» Explore the material:
[1] Do the following statements agree with the bug report below on flexible array members? Answer yes or no for each and quote the words of the report that decide it.
(a) In C, gcc rejects arrays of structures containing flexible array members with a hard error.
(b) G++ versions before 6.0 accepted definitions of such objects.
(c) Clang treats such uses in C++ programs as hard errors.
[2] In the bug report below on flexible array members, rewrite the paragraph beginning "Related to bug 68478" as a short list that keeps its main facts.
[3] Proceed with the bug report below on flexible array members, continuing from the point where it stops.

» Text segment:

Related to bug 68478, g++ accepts definitions of C flexible array members as an extension for compatibility. However, C doesn't intend to allow declaring arrays of structures containing flexible array members. Such uses are rejected by gcc (with a hard error), and diagnosed either as warnings (Clang) or hard errors (IBM XLC++) in C++ programs. However, as the test case below shows, g++ silently accepts such uses: $ cat z.cpp && /build/gcc-trunk-svn/gcc/xg++ -B /build/gcc-trunk-svn/gcc -Wall -Wextra -Wpedantic -O2 -S -o/dev/null z.cpp struct A { int n; int a []; }; struct A a[2]; // should be diagnosed/rejected z.cpp:3:12: warning: ISO C++ forbids zero-size array ‘a’ [-Wpedantic] int a []; ^
Bug 28865 provides useful background on this problem. GCC (in C mode) used to accept definitions of initialized array objects of structures with flexible array members. That feature was removed in response to bug 28865 which pointed out that the size of such objects (emitted into the assembly in the form of the .size directive) is incorrect. G++ 6.0 suffers from both of these problems because it accepts definitions of such objects. Prior versions rejected such code. The following test case demonstrates the consequences of this problem: $ cat t.c && /home/msebor/build/gcc-trunk-git/gcc/xgcc -B/home/msebor/build/gcc-trunk-git/gcc -Wall -Wextra -Wpedantic -std=c++11 -xc++ t.c && ./a.out struct S { char x; int y []; }; struct S s[2] = { { 1, { 2, 3 } }, { 4, { 5, 6 } } }; int main (void) { __builtin_printf ("sizeof s = %zu\n" "s[0] @%p = { %hhi, { %i, %i } }\n" "s[1] @%p = { %hhi, { %i, %i } }\n", sizeof (struct S), &s [0], s[0].x, s[0].y [0], s[0].y [1], &s [1], s[1].x, s[1].y [0], s[1].y [1]); if ( s [0].x != 1 || s [0].y [0] != 2 || s [0].y [1] != 3 || s [1].x != 4 || s [1].y [0] != 5 || s [1].y [1] != 6) __builtin_abort (); } t.c:6:1: warning: initialization of a flexible array member [-Wpedantic] }; ^ t.c:6:1: warning: initialization of a flexible array member [-Wpedantic] t.c: In function ‘int main()’: t.c:14:61: warning: format ‘%p’ expects argument of type ‘void*’, but argument 3 has type ‘S*’ [-Wformat=] &s [1], s[1].x, s[1].y [0], s[1].y [1]); ^ t.c:14:61: warning: format ‘%p’ expects argument of type ‘void*’, but argument 7 has type ‘S*’ [-Wformat=] sizeof s = 4 s[0] @0x601048 = { 1, { 2, 3 } } s[1] @0x60104c = { 2, { 3, 4 } } Aborted (core dumped)

» Dataset records:
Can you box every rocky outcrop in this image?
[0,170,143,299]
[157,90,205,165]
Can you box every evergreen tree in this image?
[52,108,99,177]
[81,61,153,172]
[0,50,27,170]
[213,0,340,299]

» Answers by item number:
[1]
(a) Yes: "Such uses are rejected by gcc (with a hard error)"
(b) No: "Prior versions rejected such code."
(c) No: "diagnosed either as warnings (Clang) or hard errors (IBM XLC++) in C++ programs"

[2]
- The issue is related to bug 68478.
- For compatibility, g++ accepts definitions of C flexible array members as an extension.
- C does not intend to allow arrays of structures that contain flexible array members.
- gcc rejects such uses with a hard error.
- In C++ programs, Clang diagnoses them as warnings and IBM XLC++ as hard errors.
- g++ silently accepts them. In the test case, `struct A a[2];` draws no diagnostic. The only warning, under -Wpedantic, is that ISO C++ forbids the zero-size array member `a`.

[3]
*** Bug 78635 has been marked as a duplicate of this bug. ***
Jakub commented on 78635: I thought that such constructs are widely used though, I believe e.g. glibc used arrays of structs with flexible array members in several places. Maybe it has changed, I've lost track. So, before changing anything like that we'd need to make sure e.g. glibc still builds.
(In reply to Nathan Sidwell from comment #3) > Jakub commented on 78635: > I thought that such constructs are widely used though, I believe e.g. glibc > used arrays of structs with flexible array members in several places. Maybe > it > has changed, I've lost track. So, before changing anything like that we'd > need > to make sure e.g. glibc still builds. cc-ing him
if GCC rejects such arrays of trailing-array structs, and my assumption that glibc is in C, I don't think it can be using them. IMHO they don't make sense and a compile time error would be good.
I'm not sure about arrays of structs, but glibc uses [0] at end of struct in some cases where proper flexible array members would not be accepted. E.g. struct __gconv_info { size_t __nsteps; struct __gconv_step *__steps; __extension__ struct __gconv_step_data __data[0]; } which is then used as a non-last member of another structure.